Tuliskan ulang seluruh entri di bawah ini sebagai daftar bernomor, dan hilangkan baris kosongnya.

==== BAHAN YANG DISEDIAKAN ====

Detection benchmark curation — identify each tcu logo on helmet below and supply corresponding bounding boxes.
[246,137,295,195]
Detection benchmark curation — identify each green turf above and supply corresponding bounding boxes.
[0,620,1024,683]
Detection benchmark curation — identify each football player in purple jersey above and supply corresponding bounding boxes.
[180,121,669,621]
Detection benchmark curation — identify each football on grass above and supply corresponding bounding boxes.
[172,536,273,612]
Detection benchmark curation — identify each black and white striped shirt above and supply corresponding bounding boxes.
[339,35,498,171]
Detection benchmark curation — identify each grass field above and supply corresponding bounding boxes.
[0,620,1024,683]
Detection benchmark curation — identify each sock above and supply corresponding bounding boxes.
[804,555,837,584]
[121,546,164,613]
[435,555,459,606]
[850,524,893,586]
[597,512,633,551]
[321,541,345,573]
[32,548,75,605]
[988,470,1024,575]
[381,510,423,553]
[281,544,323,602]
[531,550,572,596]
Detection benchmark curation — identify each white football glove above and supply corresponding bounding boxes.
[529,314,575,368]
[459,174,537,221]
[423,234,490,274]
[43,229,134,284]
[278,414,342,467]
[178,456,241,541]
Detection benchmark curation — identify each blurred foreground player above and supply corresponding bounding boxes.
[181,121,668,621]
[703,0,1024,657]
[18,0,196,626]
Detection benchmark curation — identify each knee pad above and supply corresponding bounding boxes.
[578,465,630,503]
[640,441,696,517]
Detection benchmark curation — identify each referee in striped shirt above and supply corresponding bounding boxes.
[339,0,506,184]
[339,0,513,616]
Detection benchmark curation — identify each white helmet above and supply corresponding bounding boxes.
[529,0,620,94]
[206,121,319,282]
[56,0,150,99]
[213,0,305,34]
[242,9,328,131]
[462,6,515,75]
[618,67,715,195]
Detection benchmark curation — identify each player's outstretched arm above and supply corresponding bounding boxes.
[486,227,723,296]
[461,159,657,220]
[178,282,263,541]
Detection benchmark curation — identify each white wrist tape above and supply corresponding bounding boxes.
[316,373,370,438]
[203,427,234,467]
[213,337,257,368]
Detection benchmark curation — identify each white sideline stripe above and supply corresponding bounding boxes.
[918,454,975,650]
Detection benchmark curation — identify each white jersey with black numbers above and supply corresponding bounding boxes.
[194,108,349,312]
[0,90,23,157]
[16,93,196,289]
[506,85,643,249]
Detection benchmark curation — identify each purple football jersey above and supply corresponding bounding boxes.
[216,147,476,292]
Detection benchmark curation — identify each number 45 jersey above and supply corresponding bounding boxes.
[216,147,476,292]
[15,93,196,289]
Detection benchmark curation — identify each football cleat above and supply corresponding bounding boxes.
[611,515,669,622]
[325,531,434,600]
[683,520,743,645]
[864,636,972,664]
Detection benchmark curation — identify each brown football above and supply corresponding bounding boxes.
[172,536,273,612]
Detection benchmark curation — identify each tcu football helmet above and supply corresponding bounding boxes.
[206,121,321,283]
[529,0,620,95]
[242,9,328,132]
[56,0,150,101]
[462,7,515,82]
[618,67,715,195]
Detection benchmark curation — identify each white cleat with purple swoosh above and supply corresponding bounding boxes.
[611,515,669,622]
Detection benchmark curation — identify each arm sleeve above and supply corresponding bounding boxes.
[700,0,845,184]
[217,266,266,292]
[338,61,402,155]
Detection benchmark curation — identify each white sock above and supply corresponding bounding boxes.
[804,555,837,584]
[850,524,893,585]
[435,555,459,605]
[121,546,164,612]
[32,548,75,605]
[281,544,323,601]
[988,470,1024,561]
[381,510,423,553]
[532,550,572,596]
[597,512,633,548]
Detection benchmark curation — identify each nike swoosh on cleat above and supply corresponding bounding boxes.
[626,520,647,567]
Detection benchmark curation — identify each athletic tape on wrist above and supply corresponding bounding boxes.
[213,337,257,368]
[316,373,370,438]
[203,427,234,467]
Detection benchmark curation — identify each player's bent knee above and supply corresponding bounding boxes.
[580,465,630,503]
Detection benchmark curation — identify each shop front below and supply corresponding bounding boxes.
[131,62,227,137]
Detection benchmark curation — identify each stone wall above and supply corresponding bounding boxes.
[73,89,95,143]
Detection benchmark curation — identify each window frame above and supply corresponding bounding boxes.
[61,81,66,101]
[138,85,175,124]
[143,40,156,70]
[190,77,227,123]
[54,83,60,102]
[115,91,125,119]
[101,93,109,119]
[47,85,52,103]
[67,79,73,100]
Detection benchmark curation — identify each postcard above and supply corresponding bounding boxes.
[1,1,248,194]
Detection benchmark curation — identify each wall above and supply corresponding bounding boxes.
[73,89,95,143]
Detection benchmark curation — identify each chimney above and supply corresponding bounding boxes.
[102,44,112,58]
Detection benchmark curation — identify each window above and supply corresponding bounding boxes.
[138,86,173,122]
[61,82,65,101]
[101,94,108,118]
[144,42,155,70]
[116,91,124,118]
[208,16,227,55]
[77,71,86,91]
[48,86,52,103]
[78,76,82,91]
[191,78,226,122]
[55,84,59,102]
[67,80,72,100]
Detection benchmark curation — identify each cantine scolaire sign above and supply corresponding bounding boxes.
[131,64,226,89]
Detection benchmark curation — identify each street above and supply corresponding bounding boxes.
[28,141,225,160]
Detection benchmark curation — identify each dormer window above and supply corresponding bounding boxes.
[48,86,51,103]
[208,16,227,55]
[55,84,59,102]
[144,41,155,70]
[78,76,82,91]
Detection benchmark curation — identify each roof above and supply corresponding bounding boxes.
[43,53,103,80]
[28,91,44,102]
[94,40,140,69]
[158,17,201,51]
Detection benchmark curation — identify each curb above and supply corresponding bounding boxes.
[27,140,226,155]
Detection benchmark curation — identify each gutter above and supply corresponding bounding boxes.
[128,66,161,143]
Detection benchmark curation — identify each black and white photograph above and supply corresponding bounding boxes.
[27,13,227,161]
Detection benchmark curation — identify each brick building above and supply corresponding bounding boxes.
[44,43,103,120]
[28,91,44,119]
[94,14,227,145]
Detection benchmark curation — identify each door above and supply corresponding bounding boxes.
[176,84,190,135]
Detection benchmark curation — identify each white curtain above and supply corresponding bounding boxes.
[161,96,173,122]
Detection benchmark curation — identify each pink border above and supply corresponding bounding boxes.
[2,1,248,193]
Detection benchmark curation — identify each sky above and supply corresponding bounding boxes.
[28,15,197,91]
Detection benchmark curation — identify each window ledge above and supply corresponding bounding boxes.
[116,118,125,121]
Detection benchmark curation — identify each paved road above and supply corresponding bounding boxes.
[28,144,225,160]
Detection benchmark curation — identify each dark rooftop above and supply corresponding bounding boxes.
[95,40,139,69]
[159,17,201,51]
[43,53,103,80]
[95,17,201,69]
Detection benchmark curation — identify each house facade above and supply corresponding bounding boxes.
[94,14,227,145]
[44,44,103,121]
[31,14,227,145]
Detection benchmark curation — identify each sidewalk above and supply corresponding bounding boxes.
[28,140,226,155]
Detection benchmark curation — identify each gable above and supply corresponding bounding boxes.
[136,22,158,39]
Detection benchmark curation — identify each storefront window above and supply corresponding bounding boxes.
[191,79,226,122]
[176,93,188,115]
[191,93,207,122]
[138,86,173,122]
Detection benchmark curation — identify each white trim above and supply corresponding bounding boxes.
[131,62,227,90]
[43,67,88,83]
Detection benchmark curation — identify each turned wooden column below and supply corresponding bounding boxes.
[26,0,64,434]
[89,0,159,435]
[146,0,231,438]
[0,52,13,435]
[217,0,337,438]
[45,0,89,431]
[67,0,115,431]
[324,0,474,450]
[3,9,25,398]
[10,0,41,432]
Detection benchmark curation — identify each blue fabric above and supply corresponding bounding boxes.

====

◆ JAWABAN SOAL:
1. Detection benchmark curation — identify each tcu logo on helmet below and supply corresponding bounding boxes.
2. [246,137,295,195]
3. Detection benchmark curation — identify each green turf above and supply corresponding bounding boxes.
4. [0,620,1024,683]
5. Detection benchmark curation — identify each football player in purple jersey above and supply corresponding bounding boxes.
6. [180,121,669,621]
7. Detection benchmark curation — identify each football on grass above and supply corresponding bounding boxes.
8. [172,536,273,612]
9. Detection benchmark curation — identify each black and white striped shirt above and supply corresponding bounding boxes.
10. [339,35,498,171]
11. Detection benchmark curation — identify each grass field above and supply corresponding bounding boxes.
12. [0,620,1024,683]
13. Detection benchmark curation — identify each sock above and supply corresponding bounding boxes.
14. [804,555,837,584]
15. [121,546,164,613]
16. [435,555,459,606]
17. [850,524,893,586]
18. [597,512,633,551]
19. [321,541,345,573]
20. [32,548,75,605]
21. [988,470,1024,575]
22. [381,510,423,553]
23. [281,544,323,602]
24. [531,550,572,596]
25. Detection benchmark curation — identify each white football glove above and supply corresponding bounding boxes.
26. [529,314,575,368]
27. [459,174,537,221]
28. [423,234,490,274]
29. [43,229,134,284]
30. [278,414,342,467]
31. [178,456,241,541]
32. Detection benchmark curation — identify each blurred foreground player above and supply corresponding bounding boxes.
33. [181,121,668,621]
34. [703,0,1024,657]
35. [18,0,196,626]
36. Detection benchmark curation — identify each knee pad above and supply corresponding bounding boxes.
37. [578,465,630,503]
38. [640,441,696,517]
39. Detection benchmark curation — identify each referee in striped shirt above and supply corresponding bounding boxes.
40. [339,0,506,184]
41. [339,0,513,616]
42. Detection benchmark curation — identify each white helmet above and supply corresponding bounding boxes.
43. [529,0,620,94]
44. [206,121,319,282]
45. [56,0,150,99]
46. [213,0,305,34]
47. [242,9,328,131]
48. [462,6,515,75]
49. [618,67,715,195]
50. Detection benchmark curation — identify each player's outstretched arm above and supply corresponding bounding boxes.
51. [486,227,723,296]
52. [461,159,657,220]
53. [178,282,263,541]
54. Detection benchmark curation — identify each white wrist tape above and supply corresponding bounding boxes.
55. [316,373,370,438]
56. [203,427,234,467]
57. [213,337,257,368]
58. Detection benchmark curation — identify each white sideline stripe above and supply corresponding bounding boxes.
59. [918,454,975,650]
60. Detection benchmark curation — identify each white jersey with black numbers above and supply corresponding bounding boxes.
61. [194,108,349,312]
62. [0,90,23,157]
63. [16,93,196,289]
64. [506,85,643,249]
65. Detection benchmark curation — identify each purple football jersey above and supply corresponding bounding boxes.
66. [216,147,476,292]
67. Detection benchmark curation — identify each number 45 jersey above and supply corresponding bounding boxes.
68. [216,147,476,292]
69. [15,93,196,289]
70. Detection benchmark curation — identify each football cleat above and supply corresponding bounding boxes.
71. [611,515,669,622]
72. [325,531,434,600]
73. [683,520,743,645]
74. [864,636,972,664]
75. Detection benchmark curation — identify each brown football above and supply corresponding bounding boxes.
76. [172,536,273,612]
77. Detection benchmark curation — identify each tcu football helmet above and supply corresponding bounding boxes.
78. [206,121,321,283]
79. [529,0,620,95]
80. [242,9,328,132]
81. [56,0,150,101]
82. [462,7,515,82]
83. [618,67,715,195]
84. Detection benchmark curation — identify each white cleat with purple swoosh above and supply corresponding bounding boxes.
85. [611,515,669,622]
86. Detection benchmark curation — identify each arm sleeve above and supply corresponding bounding boxes.
87. [700,0,845,184]
88. [217,266,266,292]
89. [338,61,402,155]
90. Detection benchmark curation — identify each white sock above and supply corresponding bounding boxes.
91. [804,555,837,584]
92. [850,524,893,585]
93. [435,555,459,605]
94. [121,546,164,612]
95. [32,548,75,605]
96. [281,544,323,601]
97. [988,470,1024,561]
98. [381,510,423,553]
99. [532,550,572,596]
100. [597,512,633,548]
101. Detection benchmark curation — identify each nike swoosh on cleat above and supply corresponding bounding boxes.
102. [626,520,647,567]
103. Detection benchmark curation — identify each athletic tape on wrist above and supply corresponding bounding boxes.
104. [213,337,257,368]
105. [316,373,370,438]
106. [203,427,234,467]
107. Detection benchmark curation — identify each player's bent knee above and supply corresponding bounding boxes.
108. [580,465,630,503]
109. Detection benchmark curation — identify each shop front below and supply corresponding bounding boxes.
110. [131,62,227,137]
111. Detection benchmark curation — identify each stone wall above and supply corresponding bounding boxes.
112. [73,89,95,143]
113. Detection benchmark curation — identify each window frame above and supply corresponding bounding boxes.
114. [61,81,66,101]
115. [138,85,175,124]
116. [143,40,156,70]
117. [190,77,227,123]
118. [54,83,60,102]
119. [115,91,125,119]
120. [101,93,109,119]
121. [47,85,52,103]
122. [67,79,73,100]
123. Detection benchmark curation — identify each postcard above and supply corresponding bounding boxes.
124. [1,1,248,194]
125. Detection benchmark curation — identify each wall above and supply corresponding bounding boxes.
126. [73,89,95,143]
127. Detection benchmark curation — identify each chimney above and supply corresponding bounding boxes.
128. [102,44,112,58]
129. Detection benchmark curation — identify each window above and supply corresponding bounding boxes.
130. [138,86,173,122]
131. [61,82,65,101]
132. [101,94,108,118]
133. [144,42,155,70]
134. [116,91,124,118]
135. [208,16,227,55]
136. [77,71,86,91]
137. [48,86,52,103]
138. [78,76,82,91]
139. [191,78,226,122]
140. [55,84,59,102]
141. [67,80,72,100]
142. Detection benchmark curation — identify each cantine scolaire sign above and supply corresponding bounding boxes.
143. [131,64,226,89]
144. Detection benchmark curation — identify each street above and supply corresponding bounding boxes.
145. [28,141,225,160]
146. Detection benchmark curation — identify each dormer window above and supply corresponding bounding boxes.
147. [48,86,51,103]
148. [208,16,227,55]
149. [55,84,59,102]
150. [144,41,155,70]
151. [78,76,82,91]
152. Detection benchmark curation — identify each roof above and supply corresponding bounding boxes.
153. [43,53,103,80]
154. [28,91,44,102]
155. [94,40,140,69]
156. [158,17,201,51]
157. Detection benchmark curation — identify each curb above and supply corresponding bounding boxes.
158. [27,140,226,155]
159. Detection benchmark curation — identify each gutter above and supply corresponding bounding boxes.
160. [128,66,161,143]
161. Detection benchmark curation — identify each black and white photograph above and supply corresponding bounding boxes.
162. [27,13,227,161]
163. Detection benchmark curation — identify each brick building above and supply corresponding bounding boxes.
164. [44,43,103,120]
165. [28,91,44,119]
166. [94,14,227,145]
167. Detection benchmark curation — identify each door above and supply corresponding bounding boxes.
168. [176,84,190,135]
169. Detection benchmark curation — identify each white curtain above and supply corresponding bounding boxes.
170. [161,96,173,122]
171. Detection benchmark curation — identify each pink border above and supply corresponding bounding boxes.
172. [2,1,248,193]
173. Detection benchmark curation — identify each sky above and supply corresponding bounding boxes.
174. [28,15,197,91]
175. Detection benchmark curation — identify each window ledge above and supply corresponding bounding boxes.
176. [116,118,125,121]
177. Detection benchmark curation — identify each paved road above and supply corresponding bounding boxes.
178. [28,144,225,160]
179. Detection benchmark curation — identify each dark rooftop above and supply corresponding bounding boxes.
180. [95,40,139,69]
181. [159,17,201,51]
182. [43,53,103,80]
183. [95,17,201,69]
184. Detection benchmark curation — identify each house facade above and supply corresponding bounding boxes.
185. [94,14,227,145]
186. [44,44,103,121]
187. [31,14,227,145]
188. Detection benchmark curation — identify each sidewalk above and supply corresponding bounding boxes.
189. [28,140,226,155]
190. Detection benchmark curation — identify each gable above and supply corresponding bounding boxes.
191. [136,22,158,39]
192. Detection benchmark curation — identify each storefront window above and supply corresponding bounding boxes.
193. [191,79,226,122]
194. [176,93,188,115]
195. [191,93,207,122]
196. [138,86,173,122]
197. Detection benchmark curation — identify each white trim above and supply corresponding bounding boxes.
198. [131,62,227,90]
199. [43,67,88,83]
200. Detection benchmark curation — identify each turned wooden column below and supply corresponding bounding boxes.
201. [26,0,64,434]
202. [89,0,159,435]
203. [146,0,231,438]
204. [0,52,13,435]
205. [217,0,337,438]
206. [45,0,89,431]
207. [67,0,115,431]
208. [324,0,474,450]
209. [3,9,25,398]
210. [10,0,41,432]
211. Detection benchmark curation — identify each blue fabric above and supply corresponding bounding boxes.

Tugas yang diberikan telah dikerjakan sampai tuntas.